_SOURCE RECORDS_.
☆ ☆ ☆ ☆ ☆ ☆ ☆
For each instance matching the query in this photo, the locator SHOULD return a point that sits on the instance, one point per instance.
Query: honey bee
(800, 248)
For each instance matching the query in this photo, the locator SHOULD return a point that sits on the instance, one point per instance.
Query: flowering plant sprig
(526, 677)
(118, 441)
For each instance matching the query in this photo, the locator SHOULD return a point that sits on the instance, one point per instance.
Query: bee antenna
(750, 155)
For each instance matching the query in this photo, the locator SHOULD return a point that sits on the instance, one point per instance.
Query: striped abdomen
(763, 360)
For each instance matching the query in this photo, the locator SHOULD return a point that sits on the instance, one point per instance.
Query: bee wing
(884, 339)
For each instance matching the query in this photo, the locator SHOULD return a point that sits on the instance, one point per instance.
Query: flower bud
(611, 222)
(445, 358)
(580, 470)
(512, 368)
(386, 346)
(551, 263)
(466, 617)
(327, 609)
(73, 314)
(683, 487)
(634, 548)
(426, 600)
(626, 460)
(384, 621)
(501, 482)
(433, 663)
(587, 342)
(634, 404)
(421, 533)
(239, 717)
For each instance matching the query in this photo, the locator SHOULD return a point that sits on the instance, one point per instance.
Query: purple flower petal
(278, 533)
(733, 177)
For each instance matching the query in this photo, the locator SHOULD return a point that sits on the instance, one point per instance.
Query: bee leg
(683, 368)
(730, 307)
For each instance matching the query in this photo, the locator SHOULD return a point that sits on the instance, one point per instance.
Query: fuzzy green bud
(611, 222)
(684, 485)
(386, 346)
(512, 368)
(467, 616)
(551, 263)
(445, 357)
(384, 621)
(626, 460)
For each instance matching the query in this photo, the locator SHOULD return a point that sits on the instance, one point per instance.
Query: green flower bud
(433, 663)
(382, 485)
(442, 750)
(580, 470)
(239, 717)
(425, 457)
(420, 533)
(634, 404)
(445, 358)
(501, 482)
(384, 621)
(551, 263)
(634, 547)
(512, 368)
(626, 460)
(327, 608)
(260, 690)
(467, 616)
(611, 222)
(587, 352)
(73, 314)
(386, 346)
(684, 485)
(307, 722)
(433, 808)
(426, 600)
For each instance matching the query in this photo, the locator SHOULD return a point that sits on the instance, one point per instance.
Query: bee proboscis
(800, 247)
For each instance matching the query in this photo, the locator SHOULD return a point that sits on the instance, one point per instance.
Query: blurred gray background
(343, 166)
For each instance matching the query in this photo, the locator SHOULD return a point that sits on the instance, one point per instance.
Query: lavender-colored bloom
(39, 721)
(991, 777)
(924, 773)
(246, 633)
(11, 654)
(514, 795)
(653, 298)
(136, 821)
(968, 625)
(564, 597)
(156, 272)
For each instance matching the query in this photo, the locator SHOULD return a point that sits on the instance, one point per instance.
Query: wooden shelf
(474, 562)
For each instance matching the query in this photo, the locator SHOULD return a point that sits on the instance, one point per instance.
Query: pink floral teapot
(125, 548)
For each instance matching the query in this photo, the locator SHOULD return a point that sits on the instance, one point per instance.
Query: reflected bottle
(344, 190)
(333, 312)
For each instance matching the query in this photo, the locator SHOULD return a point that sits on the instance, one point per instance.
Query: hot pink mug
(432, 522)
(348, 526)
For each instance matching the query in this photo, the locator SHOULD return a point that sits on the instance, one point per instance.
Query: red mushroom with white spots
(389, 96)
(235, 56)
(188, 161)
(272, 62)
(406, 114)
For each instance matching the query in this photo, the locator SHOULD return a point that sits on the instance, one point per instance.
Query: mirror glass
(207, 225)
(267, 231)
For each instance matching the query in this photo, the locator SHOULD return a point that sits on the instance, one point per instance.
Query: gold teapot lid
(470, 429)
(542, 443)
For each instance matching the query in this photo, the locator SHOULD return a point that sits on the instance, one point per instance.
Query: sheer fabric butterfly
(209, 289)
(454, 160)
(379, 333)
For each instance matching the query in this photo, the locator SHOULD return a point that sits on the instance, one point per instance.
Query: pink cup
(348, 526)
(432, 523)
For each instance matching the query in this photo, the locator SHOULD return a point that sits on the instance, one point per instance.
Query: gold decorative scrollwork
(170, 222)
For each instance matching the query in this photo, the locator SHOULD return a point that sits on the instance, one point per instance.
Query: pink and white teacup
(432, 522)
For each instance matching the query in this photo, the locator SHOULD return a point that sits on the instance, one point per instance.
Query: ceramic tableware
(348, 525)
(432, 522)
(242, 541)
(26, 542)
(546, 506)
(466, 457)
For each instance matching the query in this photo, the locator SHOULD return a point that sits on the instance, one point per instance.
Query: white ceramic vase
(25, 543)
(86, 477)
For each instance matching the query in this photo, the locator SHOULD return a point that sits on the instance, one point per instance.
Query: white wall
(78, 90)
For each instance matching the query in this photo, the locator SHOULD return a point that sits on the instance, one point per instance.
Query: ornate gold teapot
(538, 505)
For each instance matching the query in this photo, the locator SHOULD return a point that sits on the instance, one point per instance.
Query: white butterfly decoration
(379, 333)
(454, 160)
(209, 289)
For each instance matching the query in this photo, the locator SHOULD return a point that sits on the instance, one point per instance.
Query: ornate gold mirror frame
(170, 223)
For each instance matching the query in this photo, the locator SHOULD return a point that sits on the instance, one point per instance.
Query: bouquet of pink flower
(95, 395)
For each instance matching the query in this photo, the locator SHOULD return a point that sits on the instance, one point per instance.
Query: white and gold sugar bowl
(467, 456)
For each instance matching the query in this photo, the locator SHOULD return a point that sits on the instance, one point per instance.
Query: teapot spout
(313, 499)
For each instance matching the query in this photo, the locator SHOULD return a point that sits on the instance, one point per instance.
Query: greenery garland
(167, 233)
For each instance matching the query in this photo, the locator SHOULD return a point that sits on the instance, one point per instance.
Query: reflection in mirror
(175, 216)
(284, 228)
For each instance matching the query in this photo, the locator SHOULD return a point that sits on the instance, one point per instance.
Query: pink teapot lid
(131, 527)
☆ ☆ ☆ ☆ ☆ ☆ ☆
_INSTRUCTIONS TO FOLLOW_. Every entry shown above should be transcribed without alteration.

_WRITTEN RESPONSE_.
For each instance matching the query in this photo, the locator SHOULD return a point that sits on the instance, one point per instance.
Query: honey bee
(800, 248)
For each instance matching the query in this photo, the locator SHOULD return a point that sits on the instance, one point per instance.
Query: flowering plant sprig
(526, 677)
(118, 441)
For each instance matching the query in this photo, the locator SHOULD return a point that sits on the instance, one point per instance.
Query: bee antenna
(750, 155)
For each instance matching the query in this photo, the locator SHOULD return a point that sits on the instance, one point per instance.
Query: striped abdomen
(763, 360)
For each instance matching the query in this photo, the locator SHOULD return a point that sits on the instance, one point per instance.
Query: bee wing
(884, 339)
For each instance matching the query in this photo, the locator SHOULD return a point that sits on the instance, one point per instance.
Query: flower bud
(611, 222)
(445, 358)
(580, 470)
(512, 368)
(386, 346)
(551, 263)
(466, 617)
(327, 609)
(73, 314)
(683, 487)
(634, 548)
(426, 600)
(626, 460)
(384, 621)
(501, 482)
(433, 663)
(587, 342)
(634, 404)
(421, 533)
(239, 717)
For each instance matching the query in this photo, the locator SHOULD return a point that sits on the instance, one point per instance.
Query: purple flower petal
(278, 533)
(733, 177)
For each instance matching the query in this photo, the locator SHOULD return a point that sits on the instance, one point per instance.
Query: bee leg
(683, 368)
(730, 307)
For each instance matching the query in this photo, the locator SHOULD return a point that sits on the instance, one point per instance.
Query: fuzzy green bud
(611, 222)
(684, 485)
(386, 346)
(512, 368)
(467, 616)
(551, 263)
(445, 357)
(384, 621)
(626, 460)
For each instance matching the query in this photo, the locator SHOULD return a point that sits on the instance, one point per instance.
Query: green flower bud
(433, 663)
(382, 485)
(442, 750)
(580, 470)
(239, 717)
(425, 457)
(420, 533)
(634, 404)
(445, 358)
(501, 482)
(384, 621)
(551, 263)
(634, 547)
(512, 368)
(626, 460)
(327, 608)
(260, 690)
(467, 616)
(611, 222)
(587, 352)
(73, 314)
(386, 346)
(684, 485)
(307, 722)
(433, 808)
(426, 600)
For each instance matching the query in this photo, the locator SHOULD return a point that sits on the instance, one point per instance.
Query: bee proboscis
(800, 247)
For each instance matching the query in this photo, the locator SHOULD return a point that sits on the instance, one point per instance.
Query: blurred gray background
(343, 166)
For each instance matching the query in this photo, the locator SHOULD return a point that sits on the instance, one point per instance.
Query: lavender-colored bloom
(39, 721)
(991, 777)
(924, 773)
(246, 633)
(11, 654)
(514, 795)
(653, 298)
(136, 821)
(968, 625)
(564, 597)
(156, 272)
For each instance matching the query in this photo, the locator SHOULD return a point that sits on the instance, one point per instance.
Query: wooden shelf
(474, 562)
For each instance matching the query in this photo, the locator SHOULD return a point that sits on the instance, one point per instance.
Query: pink floral teapot
(125, 548)
For each instance matching the query in this photo, the locator SHOULD return a point that sits on the instance, one point per instance.
Query: reflected bottle
(344, 190)
(333, 312)
For each instance matching the query in this photo, the locator SHOULD return a point that sits on the instance, one point per instance.
Query: hot pink mug
(432, 522)
(348, 526)
For each instance matching the query in this photo, the locator SHOULD return a point that sits on the instance, one point per instance.
Query: red mushroom with white spots
(389, 96)
(235, 56)
(188, 161)
(272, 62)
(406, 114)
For each instance matching the query in this photo, the locator SHOULD return a point that sits on the instance, one point per instance.
Query: mirror glass
(207, 225)
(267, 231)
For each instance matching the query in this photo, the locator SHOULD return a point that sits on the instance, one point per instance.
Query: gold teapot lid
(470, 429)
(542, 443)
For each instance matching the query in this photo, the locator SHOULD return a point that sits on the instance, one point per instance.
Query: sheer fabric butterfly
(209, 289)
(454, 160)
(379, 333)
For each instance matching the query in this photo, the locator SHOULD return a point that sits on the instance, one point per instance.
Query: pink cup
(348, 526)
(432, 523)
For each instance matching the query in this photo, the locator SHOULD return a point that sits on the instance, one point per instance.
Query: gold decorative scrollwork
(170, 222)
For each instance matching the query in this photo, the locator SHOULD return a point that sits on the instance, one point per instance.
Query: pink and white teacup
(432, 522)
For each instance matching the query in this photo, the locator SHOULD return a point that sits on the instance, one point per instance.
Query: ceramic tableware
(348, 525)
(432, 522)
(242, 541)
(26, 542)
(546, 506)
(466, 457)
For each instance matching the query in this photo, the locator SHOULD return a point that sits on the instance, one point per instance.
Query: white ceramic vase
(25, 543)
(86, 477)
For each instance matching the query in this photo, the locator SHOULD return a point that sits on the instance, one point per instance.
Query: white wall
(78, 90)
For each instance matching the query in this photo, the locator SHOULD return a point that sits on the instance, one point per instance.
Query: ornate gold teapot
(538, 505)
For each instance matching the query in this photo, the locator SHOULD return a point that sits on the instance, one point per instance.
Query: white butterfly decoration
(379, 333)
(454, 160)
(209, 289)
For each instance matching the query in this photo, the locator SHOULD return a point that sits on the instance, one point per instance.
Query: ornate gold mirror frame
(170, 223)
For each instance matching the query in this photo, the locator SHOULD return a point that sits on the instance, one point per instance.
Query: bouquet of pink flower
(95, 395)
For each instance matching the query in this photo, the locator SHOULD return a point that sits on the instance, one point per instance.
Query: white and gold sugar bowl
(467, 456)
For each instance matching the query in this photo, the locator SHOULD return a point that sits on the instance, one point per instance.
Query: teapot spout
(313, 499)
For each instance matching the query in this photo, the locator SHOULD return a point that sits on the instance, one point per instance.
Query: greenery garland
(167, 233)
For each instance matching the query in this photo, the locator SHOULD return a point that sits on the instance, one point per instance.
Query: reflection in mirror
(175, 216)
(284, 228)
For each instance matching the query in this photo, the locator SHOULD return a point that sits on the instance, one point per instance.
Query: pink teapot lid
(131, 527)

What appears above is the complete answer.